(Items from a dataset)
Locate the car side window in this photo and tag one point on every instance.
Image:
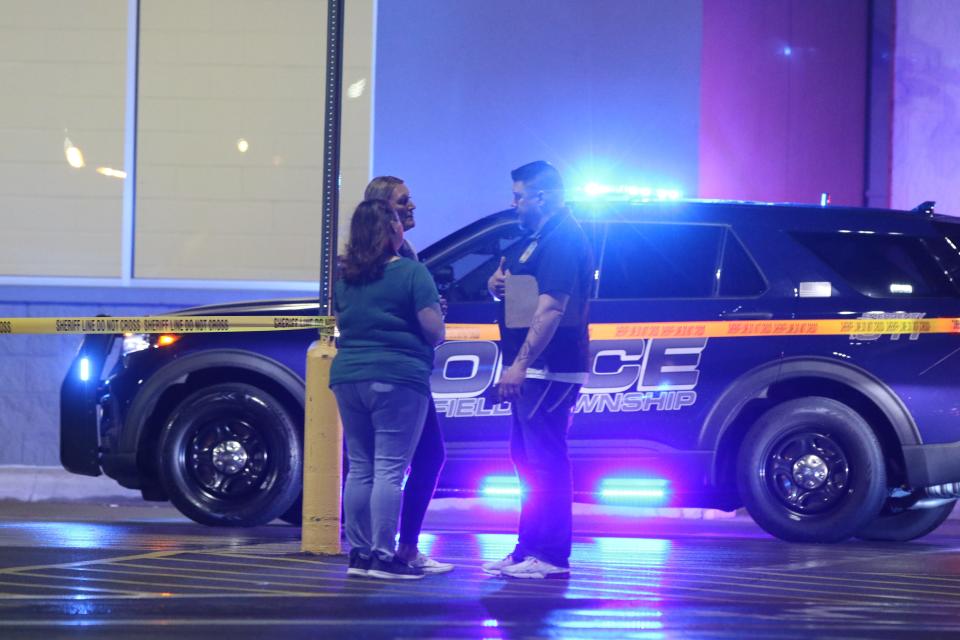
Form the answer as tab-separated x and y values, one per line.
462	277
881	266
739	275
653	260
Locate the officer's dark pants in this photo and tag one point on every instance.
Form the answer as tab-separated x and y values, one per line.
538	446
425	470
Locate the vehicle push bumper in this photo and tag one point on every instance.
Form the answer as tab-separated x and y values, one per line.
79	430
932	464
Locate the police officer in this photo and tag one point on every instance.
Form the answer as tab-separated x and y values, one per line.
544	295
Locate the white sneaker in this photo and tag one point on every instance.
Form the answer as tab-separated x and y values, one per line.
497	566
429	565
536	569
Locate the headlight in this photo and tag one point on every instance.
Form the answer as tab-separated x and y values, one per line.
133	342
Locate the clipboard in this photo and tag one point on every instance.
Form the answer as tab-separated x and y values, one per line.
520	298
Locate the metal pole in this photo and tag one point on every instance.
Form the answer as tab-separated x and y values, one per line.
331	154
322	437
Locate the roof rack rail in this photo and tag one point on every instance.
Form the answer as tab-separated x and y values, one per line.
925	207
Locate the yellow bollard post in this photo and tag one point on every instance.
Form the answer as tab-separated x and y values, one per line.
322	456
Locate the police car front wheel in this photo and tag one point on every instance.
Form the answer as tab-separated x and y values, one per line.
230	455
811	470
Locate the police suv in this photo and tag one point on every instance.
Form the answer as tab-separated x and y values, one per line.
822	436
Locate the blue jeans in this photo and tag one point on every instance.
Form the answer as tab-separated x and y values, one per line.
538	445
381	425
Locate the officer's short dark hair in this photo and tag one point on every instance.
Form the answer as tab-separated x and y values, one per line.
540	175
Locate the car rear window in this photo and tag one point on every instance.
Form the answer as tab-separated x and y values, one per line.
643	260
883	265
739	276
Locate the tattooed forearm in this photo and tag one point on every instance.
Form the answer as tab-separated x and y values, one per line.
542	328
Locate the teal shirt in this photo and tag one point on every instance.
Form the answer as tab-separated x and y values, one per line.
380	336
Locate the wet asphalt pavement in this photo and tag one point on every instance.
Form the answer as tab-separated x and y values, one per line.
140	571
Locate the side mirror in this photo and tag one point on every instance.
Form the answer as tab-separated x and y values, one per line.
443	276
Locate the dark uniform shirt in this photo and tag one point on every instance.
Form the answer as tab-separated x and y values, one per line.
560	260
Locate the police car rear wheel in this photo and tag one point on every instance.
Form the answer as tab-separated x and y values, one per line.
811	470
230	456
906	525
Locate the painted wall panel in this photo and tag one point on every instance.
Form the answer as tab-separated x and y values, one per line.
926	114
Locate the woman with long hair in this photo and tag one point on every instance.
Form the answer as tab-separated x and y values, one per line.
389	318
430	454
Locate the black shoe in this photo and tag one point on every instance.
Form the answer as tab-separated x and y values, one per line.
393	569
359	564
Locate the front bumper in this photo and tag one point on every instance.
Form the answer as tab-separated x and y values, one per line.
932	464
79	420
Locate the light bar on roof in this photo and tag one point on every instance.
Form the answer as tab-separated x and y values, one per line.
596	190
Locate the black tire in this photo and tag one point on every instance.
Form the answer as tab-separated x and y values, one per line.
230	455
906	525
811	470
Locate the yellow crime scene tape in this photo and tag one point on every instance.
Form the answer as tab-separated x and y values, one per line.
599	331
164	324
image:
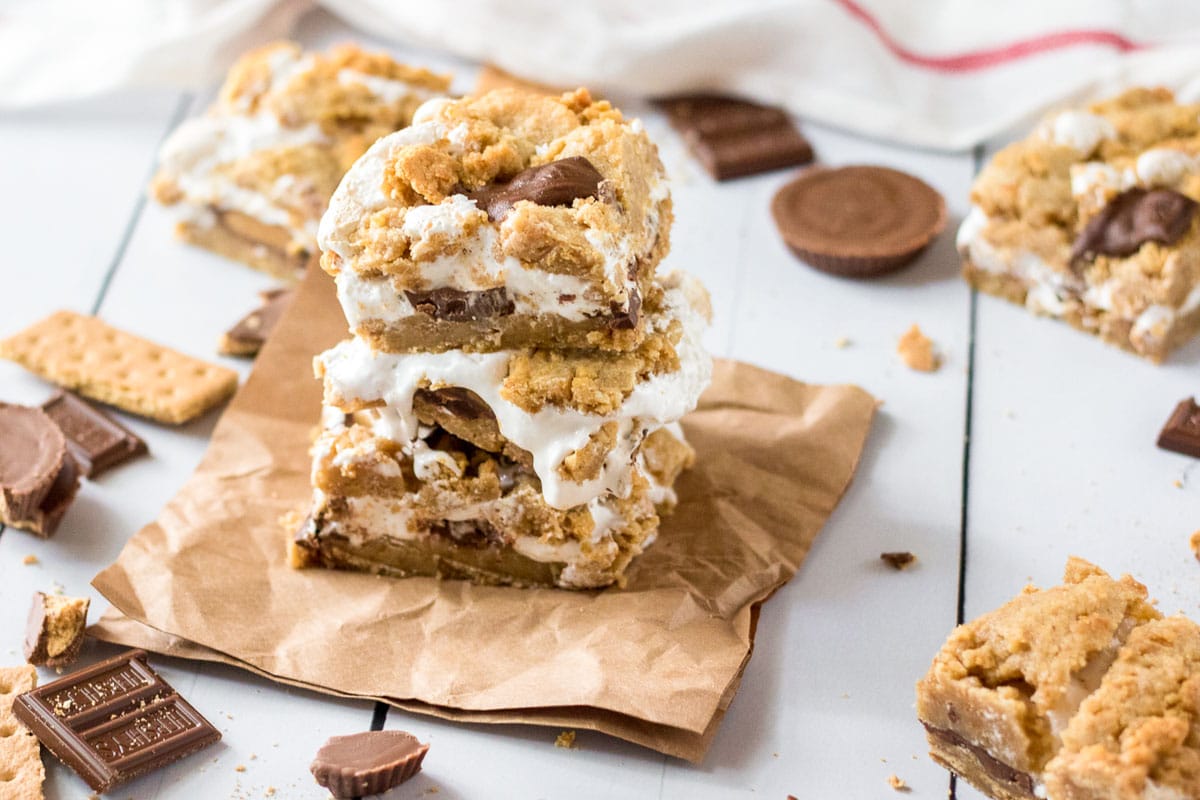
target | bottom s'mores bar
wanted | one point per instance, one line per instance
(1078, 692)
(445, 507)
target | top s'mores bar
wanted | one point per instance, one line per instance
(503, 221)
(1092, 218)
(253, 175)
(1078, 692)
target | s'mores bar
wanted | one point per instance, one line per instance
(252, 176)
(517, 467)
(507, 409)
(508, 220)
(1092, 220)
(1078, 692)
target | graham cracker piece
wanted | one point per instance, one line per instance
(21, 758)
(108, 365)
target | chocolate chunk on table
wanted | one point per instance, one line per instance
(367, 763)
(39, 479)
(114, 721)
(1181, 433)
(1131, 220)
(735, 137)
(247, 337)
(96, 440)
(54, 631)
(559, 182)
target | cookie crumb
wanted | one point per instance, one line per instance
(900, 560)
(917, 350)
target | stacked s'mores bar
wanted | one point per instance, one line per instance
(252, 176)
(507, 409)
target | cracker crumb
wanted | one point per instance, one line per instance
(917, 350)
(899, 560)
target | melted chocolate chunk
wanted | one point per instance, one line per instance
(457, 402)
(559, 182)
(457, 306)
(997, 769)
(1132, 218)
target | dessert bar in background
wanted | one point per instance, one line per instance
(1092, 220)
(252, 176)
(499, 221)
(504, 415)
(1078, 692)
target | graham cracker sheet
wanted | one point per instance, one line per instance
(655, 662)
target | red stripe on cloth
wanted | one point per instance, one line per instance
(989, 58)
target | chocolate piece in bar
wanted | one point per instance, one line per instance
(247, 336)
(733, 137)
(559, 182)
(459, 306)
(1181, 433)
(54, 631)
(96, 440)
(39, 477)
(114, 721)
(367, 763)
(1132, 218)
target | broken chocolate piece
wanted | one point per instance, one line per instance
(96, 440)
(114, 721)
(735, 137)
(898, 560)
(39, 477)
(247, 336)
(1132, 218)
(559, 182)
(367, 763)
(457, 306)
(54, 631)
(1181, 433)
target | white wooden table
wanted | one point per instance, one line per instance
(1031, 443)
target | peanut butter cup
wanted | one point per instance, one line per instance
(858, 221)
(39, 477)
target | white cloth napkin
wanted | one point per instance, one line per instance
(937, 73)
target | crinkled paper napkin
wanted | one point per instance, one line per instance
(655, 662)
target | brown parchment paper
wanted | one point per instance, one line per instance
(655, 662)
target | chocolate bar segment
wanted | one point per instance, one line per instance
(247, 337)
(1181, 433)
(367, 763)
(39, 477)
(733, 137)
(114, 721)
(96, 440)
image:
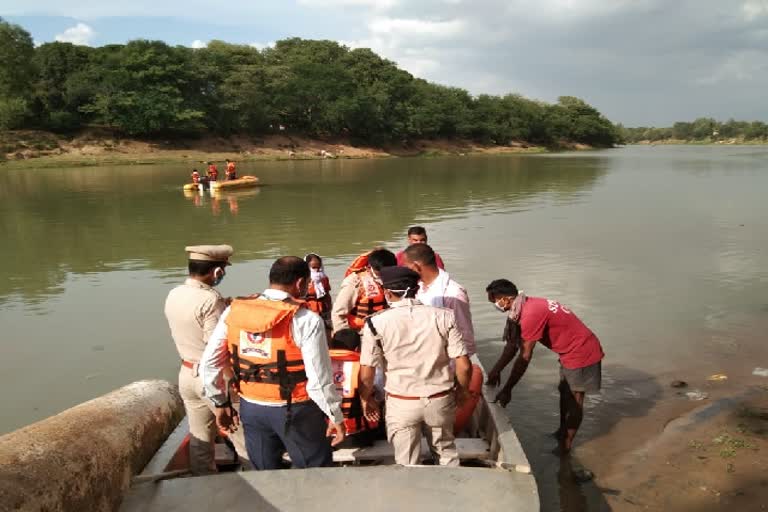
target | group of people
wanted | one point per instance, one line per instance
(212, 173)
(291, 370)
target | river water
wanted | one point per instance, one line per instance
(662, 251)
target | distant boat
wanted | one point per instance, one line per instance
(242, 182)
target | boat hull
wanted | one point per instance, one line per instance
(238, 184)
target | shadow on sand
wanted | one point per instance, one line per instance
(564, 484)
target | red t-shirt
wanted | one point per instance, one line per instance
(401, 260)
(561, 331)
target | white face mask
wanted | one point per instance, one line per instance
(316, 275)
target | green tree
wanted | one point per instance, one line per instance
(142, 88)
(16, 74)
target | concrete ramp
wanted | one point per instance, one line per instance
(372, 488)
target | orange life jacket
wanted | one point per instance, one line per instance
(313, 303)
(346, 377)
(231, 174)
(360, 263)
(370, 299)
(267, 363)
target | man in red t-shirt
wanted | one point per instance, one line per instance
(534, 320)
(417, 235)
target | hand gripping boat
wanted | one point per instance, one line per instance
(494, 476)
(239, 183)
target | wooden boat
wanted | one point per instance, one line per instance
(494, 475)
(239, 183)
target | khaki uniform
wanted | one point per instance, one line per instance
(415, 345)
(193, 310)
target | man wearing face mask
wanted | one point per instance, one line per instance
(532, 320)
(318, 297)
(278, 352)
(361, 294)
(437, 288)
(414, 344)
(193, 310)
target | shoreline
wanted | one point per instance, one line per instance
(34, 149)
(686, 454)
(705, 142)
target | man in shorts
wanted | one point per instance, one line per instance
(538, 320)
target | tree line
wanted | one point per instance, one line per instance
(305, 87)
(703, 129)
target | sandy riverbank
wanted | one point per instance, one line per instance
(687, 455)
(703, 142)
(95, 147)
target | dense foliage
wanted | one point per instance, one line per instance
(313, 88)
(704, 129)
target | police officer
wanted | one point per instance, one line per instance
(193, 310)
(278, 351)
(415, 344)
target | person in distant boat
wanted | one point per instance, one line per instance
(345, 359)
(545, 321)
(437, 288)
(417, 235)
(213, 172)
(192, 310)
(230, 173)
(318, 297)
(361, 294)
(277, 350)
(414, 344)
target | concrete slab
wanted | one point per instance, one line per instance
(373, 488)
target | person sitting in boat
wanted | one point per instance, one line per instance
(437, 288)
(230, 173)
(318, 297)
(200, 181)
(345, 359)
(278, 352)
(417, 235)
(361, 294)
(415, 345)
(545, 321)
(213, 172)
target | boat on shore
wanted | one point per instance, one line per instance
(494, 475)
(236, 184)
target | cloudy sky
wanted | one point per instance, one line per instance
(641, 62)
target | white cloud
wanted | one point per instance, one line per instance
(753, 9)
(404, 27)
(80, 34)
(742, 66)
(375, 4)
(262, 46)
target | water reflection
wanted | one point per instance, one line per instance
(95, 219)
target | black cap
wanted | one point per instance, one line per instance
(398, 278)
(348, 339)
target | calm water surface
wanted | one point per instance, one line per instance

*What this task involves*. Nothing but the lines from the start of the records through the line holding "Locate the white" should be printed, exactly as written and with the pictures left out.

*Exercise response*.
Locate the car side window in this photo and tag one point on every instance.
Image:
Form the answer as tab-separated x and y values, one per line.
462	277
881	266
739	275
653	260
Locate the officer's dark pants in this photo and tag one point on every instance.
Form the answer as tab-separated x and y values, one per line.
538	446
425	470
Locate the vehicle push bumper in this photo and tag one point on every instance.
Form the answer as tab-separated x and y values, one per line.
79	430
932	464
Locate the police officer in this photo and tag one point on every instance.
Form the answer as tab-separated x and y values, one per line.
544	295
Locate the white sneaker in this photo and tag one point on every instance.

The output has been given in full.